Given task 1.
For the passage below, decide whether each statement agrees with it: (a) the writer has been friends with two women for the past 10 years; (b) the writer's social circle has grown over the last 2+ years; (c) the woman of the writer's dreams moved away in 2018. Answer yes or no for each, quoting the passage's deciding words.

Text passage.
::::

I'm happy you found a sexy, based woman you can actually get along with ideologically now. That truly is a rare thing these days.
I would have rebuilt a new harem by now had not been for the ideological differences I have with most women I meet. The moment it's made obvious that a chick is emotionally invested in believing all the narratives coming out of the mainstream media, I immediately have to check to see if they have even the slightest presence of mind to entertain the possibility that the media might be intentionally deceptive.
And as soon as im met with an emotionally triggered reaction defending their radicalized, left wing, self righteous, arrogant belief systems, Im left with no choice but to terminate the interaction promptly.
For how much of an extroverted, socially well adjusted and well spoken individual I am, it's been such a drag to have lived these last 2+ years with such a drastically diminished social circle.
I'm grateful for the two gorgeous chicks I've been friends with for the past 10 years, who decided to place their loyalty to me above all the ideological differences we ended up discovering we had. But sadly the tall, Swedish, brunette, slam-piece, woman of my dreams, moved to Commiefornia back in 2018.

::::

Given task 2.
Please put the stretch of data records from the line containing "of the brown" through the line containing "x=1048, y=538" into a two-column CSV with the columns text and answer, one row per entry. Wrap each field in quotation marks and turn line breaks into spaces.

[Data records]

::::

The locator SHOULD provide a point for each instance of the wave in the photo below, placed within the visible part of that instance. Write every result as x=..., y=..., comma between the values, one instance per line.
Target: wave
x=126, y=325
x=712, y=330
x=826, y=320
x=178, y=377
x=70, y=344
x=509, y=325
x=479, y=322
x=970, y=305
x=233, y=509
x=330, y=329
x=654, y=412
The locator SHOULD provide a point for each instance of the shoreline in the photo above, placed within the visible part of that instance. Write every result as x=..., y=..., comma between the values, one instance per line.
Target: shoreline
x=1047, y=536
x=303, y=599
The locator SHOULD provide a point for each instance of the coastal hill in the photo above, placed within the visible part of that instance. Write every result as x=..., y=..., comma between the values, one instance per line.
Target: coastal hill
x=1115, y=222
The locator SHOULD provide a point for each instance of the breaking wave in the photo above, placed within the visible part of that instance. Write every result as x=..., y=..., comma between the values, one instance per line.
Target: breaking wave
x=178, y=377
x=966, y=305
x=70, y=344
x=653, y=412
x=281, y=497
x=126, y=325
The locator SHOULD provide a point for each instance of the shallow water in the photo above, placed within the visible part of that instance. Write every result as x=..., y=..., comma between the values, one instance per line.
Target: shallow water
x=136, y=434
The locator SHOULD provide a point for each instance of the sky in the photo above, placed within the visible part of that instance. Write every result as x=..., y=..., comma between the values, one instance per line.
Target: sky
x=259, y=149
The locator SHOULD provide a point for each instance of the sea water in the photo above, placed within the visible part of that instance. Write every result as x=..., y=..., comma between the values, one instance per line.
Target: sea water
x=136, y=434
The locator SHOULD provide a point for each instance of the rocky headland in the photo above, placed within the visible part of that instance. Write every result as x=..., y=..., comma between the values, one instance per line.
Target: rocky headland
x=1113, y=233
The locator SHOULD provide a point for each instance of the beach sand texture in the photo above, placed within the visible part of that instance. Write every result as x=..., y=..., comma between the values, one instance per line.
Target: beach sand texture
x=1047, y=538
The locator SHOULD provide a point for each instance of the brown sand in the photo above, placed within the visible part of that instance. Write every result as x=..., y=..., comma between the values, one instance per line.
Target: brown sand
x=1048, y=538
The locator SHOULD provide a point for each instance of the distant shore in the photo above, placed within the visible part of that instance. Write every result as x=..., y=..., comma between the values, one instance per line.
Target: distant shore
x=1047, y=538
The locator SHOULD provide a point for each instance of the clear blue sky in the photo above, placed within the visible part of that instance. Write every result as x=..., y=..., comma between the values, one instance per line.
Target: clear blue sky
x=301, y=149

::::

Expected answer 1.
(a) Yes: "the two gorgeous chicks I've been friends with for the past 10 years"
(b) No: "such a drastically diminished social circle"
(c) Yes: "moved to Commiefornia back in 2018"

Expected answer 2.
text,answer
"The locator SHOULD provide a point for each instance of the brown sand in the photo above, placed within the visible part of that instance. Write every result as x=..., y=..., comma between the values, one instance per line. Target: brown sand","x=1048, y=538"